### SHORT TASK
Copy out the listing below word for word, line by line, changing nothing.

### DATA SHOWN
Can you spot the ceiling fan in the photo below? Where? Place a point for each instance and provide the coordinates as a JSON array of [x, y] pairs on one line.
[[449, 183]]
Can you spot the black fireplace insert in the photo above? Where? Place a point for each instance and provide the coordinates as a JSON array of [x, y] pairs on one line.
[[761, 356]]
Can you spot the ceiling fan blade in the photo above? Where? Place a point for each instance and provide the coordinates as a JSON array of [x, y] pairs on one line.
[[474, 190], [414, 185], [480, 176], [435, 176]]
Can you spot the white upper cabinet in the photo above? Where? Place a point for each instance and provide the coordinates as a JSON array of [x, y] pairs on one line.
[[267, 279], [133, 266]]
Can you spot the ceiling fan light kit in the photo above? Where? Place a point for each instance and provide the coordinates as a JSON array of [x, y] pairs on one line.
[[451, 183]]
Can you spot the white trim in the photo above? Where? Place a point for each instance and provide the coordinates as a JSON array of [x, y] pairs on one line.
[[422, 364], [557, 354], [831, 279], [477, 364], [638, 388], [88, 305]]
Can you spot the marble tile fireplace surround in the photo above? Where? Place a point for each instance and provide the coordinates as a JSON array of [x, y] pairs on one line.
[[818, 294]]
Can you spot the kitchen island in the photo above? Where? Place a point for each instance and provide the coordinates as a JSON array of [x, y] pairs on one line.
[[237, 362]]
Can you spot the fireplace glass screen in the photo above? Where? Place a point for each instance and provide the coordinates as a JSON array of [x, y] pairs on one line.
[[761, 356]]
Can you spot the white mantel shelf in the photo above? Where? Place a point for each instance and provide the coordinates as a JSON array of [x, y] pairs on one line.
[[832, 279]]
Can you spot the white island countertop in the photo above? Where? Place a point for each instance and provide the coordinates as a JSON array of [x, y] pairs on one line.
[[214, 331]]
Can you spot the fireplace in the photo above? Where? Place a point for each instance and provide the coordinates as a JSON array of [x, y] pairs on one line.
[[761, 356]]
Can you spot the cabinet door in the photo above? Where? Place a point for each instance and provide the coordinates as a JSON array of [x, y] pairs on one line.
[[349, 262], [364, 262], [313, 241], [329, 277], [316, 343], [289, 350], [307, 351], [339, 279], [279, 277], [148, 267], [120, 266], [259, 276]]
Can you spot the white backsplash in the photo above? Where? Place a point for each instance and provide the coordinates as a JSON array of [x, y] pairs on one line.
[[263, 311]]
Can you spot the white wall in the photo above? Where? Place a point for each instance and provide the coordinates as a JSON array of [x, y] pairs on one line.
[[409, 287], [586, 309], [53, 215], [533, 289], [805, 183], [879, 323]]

### REPLY
Can you spot the ceiling fan in the photo below? Where? Place a point for each instance and provide the coordinates as a JSON array of [x, y] pairs on one line.
[[449, 183]]
Can you spot the black fireplace insert in the photo above? Where? Place a point for each instance and provide the coordinates as a JSON array of [x, y] pairs on one line.
[[761, 356]]
Can you spot the ceiling fan blade in the photo above? Where? Place a point for each instance and provide the coordinates as a JSON array of [x, y] pairs on one line.
[[474, 190], [414, 185], [480, 176], [435, 176]]
Can you spot the white upper cabinet in the photo above? Where? Place a point for each instance and provide the coordinates as a JSON array of [x, y] pairs on one line.
[[267, 279], [133, 266]]
Can you spot the ceiling fan light kit in the photo above? Where? Place a point for each instance and provide the coordinates as a JSON array of [x, y] pairs on one line.
[[451, 183]]
Can you spot the white trim in the photo above? Where? Place a point for each instance and provide the coordinates as a JSON array of [x, y] pairs on one line.
[[422, 364], [557, 354], [831, 279], [477, 364], [638, 388], [88, 305]]
Can you spot the marble tile fireplace surround in the photo above? Where? Place a point for each instance and provide the coordinates as a JSON array of [x, y] pairs on one line.
[[818, 294]]
Can you spot the kitchen island in the photo above? Where? Place a point for each instance and provide the coordinates as a JSON array of [x, y] pairs on one line.
[[237, 362]]
Can you spot the fireplace glass screen in the photo above? Where? Place a point for each instance and provide the coordinates as a JSON array of [x, y] pairs on one line.
[[761, 356]]
Can you spot the white mantel shelf in the photo above? Where? Place a point for each instance and provide the coordinates as a JSON array of [x, y] pairs on one line.
[[832, 279]]
Can you spot the white island countertop in the photo above? Where? Place a point for each instance and provide the coordinates as a JSON array of [x, y] pairs on one line.
[[214, 331]]
Can you spot the fireplace in the photo above? Where? Place a point for each instance and provide the coordinates as a JSON array of [x, y] pairs on one line.
[[761, 356]]
Can you spot the cabinet door in the photo above? Where? Place a point for each instance and provide the coordinates as a JSON array of [x, y] pairs on one line.
[[349, 262], [364, 262], [313, 241], [329, 277], [316, 343], [289, 350], [307, 351], [339, 279], [279, 277], [148, 267], [120, 266], [259, 276]]
Can you spot the white backsplash in the photo above? Where? Place a point for each instance and provide the coordinates as a JSON array of [x, y] pairs on one line.
[[263, 311]]
Can you spot the white wall in the photo above? Where? Place a point for each instance and provide the coordinates as a JSON array of [x, y] pairs on one line.
[[409, 287], [586, 309], [53, 215], [533, 289], [805, 183], [879, 323]]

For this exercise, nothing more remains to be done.